§ **Texte fourni**
Et c’est justement alors que le programme de démantèlement des plus anciennes centrales nucléaires du Royaume-Uni venait de commencer que des chercheurs de l’université de Bristol se sont demandé s’ils ne pouvaient pas trouver une solution pour réemployer ce carbone 14. Car selon eux, la quantité de 14C à recycler dans les dix à quinze prochaines années serait énorme. Le recycler permettrait de réduire considérablement la radioactivité du matériau restant. Ainsi que la durée et le coût des opérations de démantèlement. Ce que les chercheurs envisagent, c’est d’extraire le carbone 14 des blocs de graphite issus des anciens réacteurs nucléaires pour en faire des diamants artificiels. Quel intérêt ? Transformer ces diamants radioactifs en batteries… presque éternelles ! Parce que le diamant peut se comporter comme un semi-conducteur. Un peu comme le silicium qui permet de produire de l’électricité photovoltaïque à partir de l’énergie reçue du soleil, le diamant produit de l’électricité bêtavoltaïque à partir de l’énergie émise par la désintégration radioactive du 14C.

§ **Données fournies**
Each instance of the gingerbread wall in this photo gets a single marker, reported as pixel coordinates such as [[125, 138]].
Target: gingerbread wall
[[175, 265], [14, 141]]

§ **Questions à traiter**
(1) D'après le texte sur le recyclage du carbone 14, qu'est-ce que le recyclage du 14C permettrait de réduire ? Énumérez tous les éléments.
(2) Selon le texte sur le recyclage du carbone 14, de quoi les chercheurs envisagent-ils d'extraire le carbone 14 ?

§ **Corrigé des exercices**
(1) La radioactivité du matériau restant, la durée des opérations de démantèlement et le coût des opérations de démantèlement.

(2) Des blocs de graphite issus des anciens réacteurs nucléaires.